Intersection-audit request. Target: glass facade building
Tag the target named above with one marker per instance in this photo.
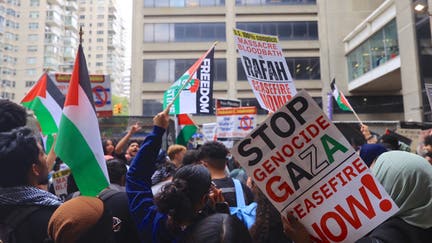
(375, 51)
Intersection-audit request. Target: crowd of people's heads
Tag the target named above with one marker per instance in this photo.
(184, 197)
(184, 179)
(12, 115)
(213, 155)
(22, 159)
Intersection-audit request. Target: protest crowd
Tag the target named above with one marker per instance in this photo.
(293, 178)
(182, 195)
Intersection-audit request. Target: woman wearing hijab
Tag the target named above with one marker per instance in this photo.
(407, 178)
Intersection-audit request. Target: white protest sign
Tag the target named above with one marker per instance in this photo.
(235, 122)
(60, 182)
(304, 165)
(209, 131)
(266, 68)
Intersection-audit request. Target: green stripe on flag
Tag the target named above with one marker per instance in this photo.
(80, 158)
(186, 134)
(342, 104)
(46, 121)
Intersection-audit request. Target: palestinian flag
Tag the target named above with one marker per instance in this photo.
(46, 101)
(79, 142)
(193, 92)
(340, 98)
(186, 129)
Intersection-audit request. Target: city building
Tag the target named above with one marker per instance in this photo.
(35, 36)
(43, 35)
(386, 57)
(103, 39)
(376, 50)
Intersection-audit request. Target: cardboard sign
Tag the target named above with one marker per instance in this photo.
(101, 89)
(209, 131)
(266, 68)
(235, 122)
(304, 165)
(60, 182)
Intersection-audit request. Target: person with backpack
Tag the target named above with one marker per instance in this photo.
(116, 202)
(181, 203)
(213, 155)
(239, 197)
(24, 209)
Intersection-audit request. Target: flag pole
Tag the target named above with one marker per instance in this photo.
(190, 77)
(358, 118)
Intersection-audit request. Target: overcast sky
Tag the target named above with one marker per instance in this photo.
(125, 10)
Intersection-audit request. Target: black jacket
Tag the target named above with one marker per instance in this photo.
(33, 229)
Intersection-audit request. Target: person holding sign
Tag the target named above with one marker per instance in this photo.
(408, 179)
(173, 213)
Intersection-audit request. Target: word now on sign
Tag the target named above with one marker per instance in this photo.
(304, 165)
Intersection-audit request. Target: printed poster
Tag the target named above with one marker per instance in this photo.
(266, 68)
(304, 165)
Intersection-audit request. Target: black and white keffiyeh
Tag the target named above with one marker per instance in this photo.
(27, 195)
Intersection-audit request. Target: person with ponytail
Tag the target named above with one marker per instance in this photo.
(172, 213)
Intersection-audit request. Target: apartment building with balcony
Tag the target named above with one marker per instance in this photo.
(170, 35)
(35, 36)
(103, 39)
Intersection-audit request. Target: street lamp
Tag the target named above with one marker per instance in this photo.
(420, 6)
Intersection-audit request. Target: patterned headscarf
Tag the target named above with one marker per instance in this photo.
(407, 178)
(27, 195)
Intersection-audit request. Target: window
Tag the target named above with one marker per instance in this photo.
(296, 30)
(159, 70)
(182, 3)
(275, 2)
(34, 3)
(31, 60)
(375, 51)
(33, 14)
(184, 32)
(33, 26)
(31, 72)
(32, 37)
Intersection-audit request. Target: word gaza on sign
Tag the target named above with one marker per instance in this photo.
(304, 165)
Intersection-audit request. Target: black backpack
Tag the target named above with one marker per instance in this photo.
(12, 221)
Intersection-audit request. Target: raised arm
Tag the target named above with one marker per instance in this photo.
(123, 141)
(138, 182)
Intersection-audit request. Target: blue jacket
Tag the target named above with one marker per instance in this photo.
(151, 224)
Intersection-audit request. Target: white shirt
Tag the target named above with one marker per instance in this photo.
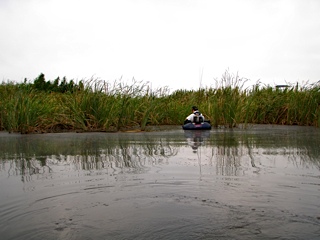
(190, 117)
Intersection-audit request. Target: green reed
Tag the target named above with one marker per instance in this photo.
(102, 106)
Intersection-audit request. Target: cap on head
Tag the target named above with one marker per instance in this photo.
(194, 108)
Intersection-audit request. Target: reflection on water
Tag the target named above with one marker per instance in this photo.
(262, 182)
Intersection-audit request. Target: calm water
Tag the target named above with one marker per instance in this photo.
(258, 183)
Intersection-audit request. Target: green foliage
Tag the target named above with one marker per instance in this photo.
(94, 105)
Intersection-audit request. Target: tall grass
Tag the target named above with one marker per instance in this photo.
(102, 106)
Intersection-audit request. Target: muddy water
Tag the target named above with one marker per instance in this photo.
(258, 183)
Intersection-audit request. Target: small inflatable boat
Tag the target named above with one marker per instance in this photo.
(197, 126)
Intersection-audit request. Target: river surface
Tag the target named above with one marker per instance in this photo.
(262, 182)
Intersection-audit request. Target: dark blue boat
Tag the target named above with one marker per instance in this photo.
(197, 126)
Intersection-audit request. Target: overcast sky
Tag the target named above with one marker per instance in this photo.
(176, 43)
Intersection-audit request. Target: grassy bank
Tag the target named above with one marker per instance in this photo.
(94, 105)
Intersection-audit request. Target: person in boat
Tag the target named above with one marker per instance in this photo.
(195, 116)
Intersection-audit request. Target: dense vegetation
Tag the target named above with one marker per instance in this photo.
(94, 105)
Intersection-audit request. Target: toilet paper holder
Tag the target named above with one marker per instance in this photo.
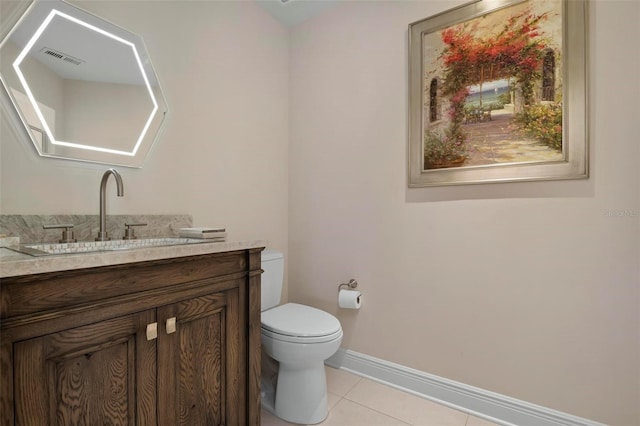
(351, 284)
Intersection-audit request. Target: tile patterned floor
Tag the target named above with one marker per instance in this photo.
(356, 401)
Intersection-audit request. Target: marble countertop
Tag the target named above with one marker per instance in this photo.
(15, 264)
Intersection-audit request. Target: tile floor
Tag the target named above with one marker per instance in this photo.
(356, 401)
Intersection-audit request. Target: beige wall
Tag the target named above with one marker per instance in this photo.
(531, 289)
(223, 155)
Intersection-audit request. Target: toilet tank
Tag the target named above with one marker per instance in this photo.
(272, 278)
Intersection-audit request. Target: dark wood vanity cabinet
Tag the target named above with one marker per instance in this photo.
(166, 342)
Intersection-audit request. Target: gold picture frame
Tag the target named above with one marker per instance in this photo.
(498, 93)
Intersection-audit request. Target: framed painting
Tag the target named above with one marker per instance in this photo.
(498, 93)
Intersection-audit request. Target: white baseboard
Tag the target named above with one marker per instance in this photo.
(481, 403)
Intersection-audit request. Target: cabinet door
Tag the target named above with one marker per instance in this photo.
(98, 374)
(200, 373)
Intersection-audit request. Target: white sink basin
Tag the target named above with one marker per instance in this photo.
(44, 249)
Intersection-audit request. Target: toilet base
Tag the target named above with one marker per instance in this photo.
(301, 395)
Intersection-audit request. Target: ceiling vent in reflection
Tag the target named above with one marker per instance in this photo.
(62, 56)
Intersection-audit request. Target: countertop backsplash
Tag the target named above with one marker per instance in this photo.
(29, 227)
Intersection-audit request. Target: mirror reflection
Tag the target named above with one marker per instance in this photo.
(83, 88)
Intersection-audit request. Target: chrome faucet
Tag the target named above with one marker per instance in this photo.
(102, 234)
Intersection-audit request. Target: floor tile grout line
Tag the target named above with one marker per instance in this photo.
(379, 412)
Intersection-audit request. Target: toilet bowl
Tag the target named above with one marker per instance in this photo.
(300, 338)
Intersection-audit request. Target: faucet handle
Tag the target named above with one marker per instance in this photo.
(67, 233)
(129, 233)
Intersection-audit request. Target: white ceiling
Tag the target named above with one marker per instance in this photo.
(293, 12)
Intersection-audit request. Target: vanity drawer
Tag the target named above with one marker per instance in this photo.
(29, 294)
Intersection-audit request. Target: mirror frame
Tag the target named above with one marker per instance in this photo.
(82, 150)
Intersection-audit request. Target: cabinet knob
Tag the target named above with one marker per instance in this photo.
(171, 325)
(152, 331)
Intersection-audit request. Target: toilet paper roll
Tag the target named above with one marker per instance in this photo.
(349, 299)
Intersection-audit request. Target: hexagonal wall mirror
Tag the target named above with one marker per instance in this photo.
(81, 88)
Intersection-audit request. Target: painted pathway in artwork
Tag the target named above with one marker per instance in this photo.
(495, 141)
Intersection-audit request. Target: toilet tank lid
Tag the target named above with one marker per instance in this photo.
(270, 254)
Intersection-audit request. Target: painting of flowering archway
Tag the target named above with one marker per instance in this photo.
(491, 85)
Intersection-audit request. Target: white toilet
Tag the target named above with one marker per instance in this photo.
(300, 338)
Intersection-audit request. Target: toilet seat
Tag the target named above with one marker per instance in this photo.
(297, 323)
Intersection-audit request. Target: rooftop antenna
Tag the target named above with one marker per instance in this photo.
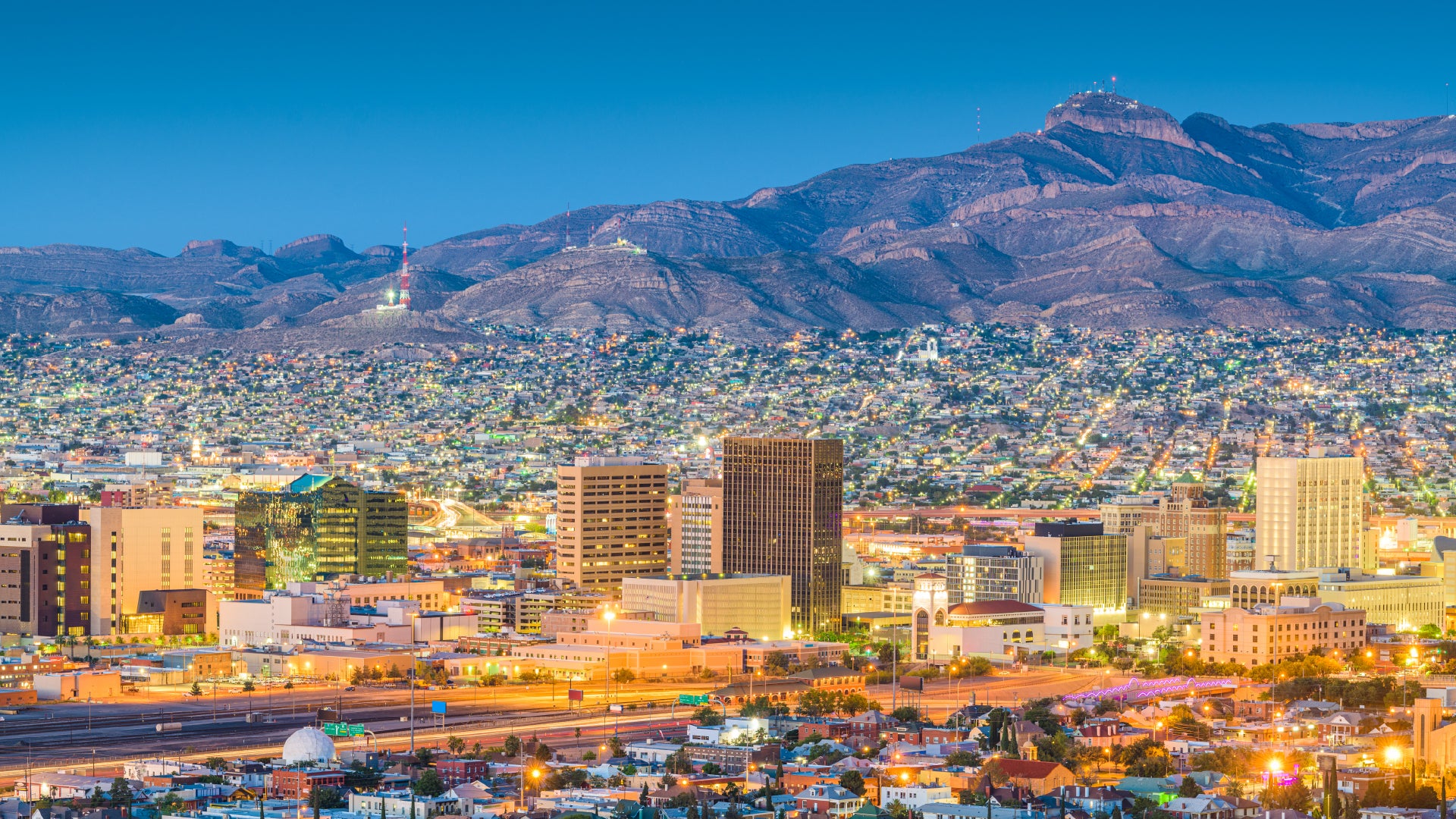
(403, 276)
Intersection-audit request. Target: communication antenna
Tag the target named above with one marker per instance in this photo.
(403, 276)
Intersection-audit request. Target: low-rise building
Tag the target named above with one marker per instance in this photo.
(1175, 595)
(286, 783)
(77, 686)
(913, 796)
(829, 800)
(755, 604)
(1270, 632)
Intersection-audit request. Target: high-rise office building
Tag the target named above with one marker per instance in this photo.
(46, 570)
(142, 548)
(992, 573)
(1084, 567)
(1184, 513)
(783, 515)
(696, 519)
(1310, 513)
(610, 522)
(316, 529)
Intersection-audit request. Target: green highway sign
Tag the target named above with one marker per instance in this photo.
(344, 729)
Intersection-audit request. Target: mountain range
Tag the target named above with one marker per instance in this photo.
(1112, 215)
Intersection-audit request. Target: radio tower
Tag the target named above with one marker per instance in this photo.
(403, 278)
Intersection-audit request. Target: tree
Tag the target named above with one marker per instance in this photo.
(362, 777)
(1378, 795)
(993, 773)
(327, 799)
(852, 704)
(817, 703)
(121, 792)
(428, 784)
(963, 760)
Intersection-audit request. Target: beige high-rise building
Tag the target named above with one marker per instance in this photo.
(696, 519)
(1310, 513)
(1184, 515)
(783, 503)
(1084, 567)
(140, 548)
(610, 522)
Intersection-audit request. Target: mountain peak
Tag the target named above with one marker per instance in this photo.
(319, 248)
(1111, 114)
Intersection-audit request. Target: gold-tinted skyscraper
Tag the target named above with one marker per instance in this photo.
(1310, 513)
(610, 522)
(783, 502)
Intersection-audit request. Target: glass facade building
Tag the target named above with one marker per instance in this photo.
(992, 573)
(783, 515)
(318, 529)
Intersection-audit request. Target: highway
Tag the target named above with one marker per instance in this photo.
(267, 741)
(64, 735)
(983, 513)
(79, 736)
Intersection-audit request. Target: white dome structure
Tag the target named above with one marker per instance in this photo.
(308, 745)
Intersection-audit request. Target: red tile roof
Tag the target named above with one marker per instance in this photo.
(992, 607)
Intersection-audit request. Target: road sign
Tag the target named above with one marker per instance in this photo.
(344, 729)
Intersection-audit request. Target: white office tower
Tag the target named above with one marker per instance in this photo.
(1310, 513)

> GIVEN PROBLEM
Restate the final lines of the listing above word for word, beginning at the line that contains "Intersection-audit request. Target: highway".

> FULL SOLUTION
Intersection-audit request. Target: highway
Tag the target named above with one marker per instance in this photo.
(267, 741)
(64, 735)
(983, 513)
(79, 736)
Intersection-audit request. Target: white dome structure
Tag the target named above with one marker per instance in this photo.
(308, 745)
Intersection-audit request. Target: red tile roof
Tag the target named above with one marker per instance in this photo.
(992, 607)
Intersection-audit request. Target: road sign
Tag the target named above with one marker per instance in this photo.
(344, 729)
Intersection-audit request. Target: white office tower
Tag the target named above with one marker per instance in this photo.
(1310, 513)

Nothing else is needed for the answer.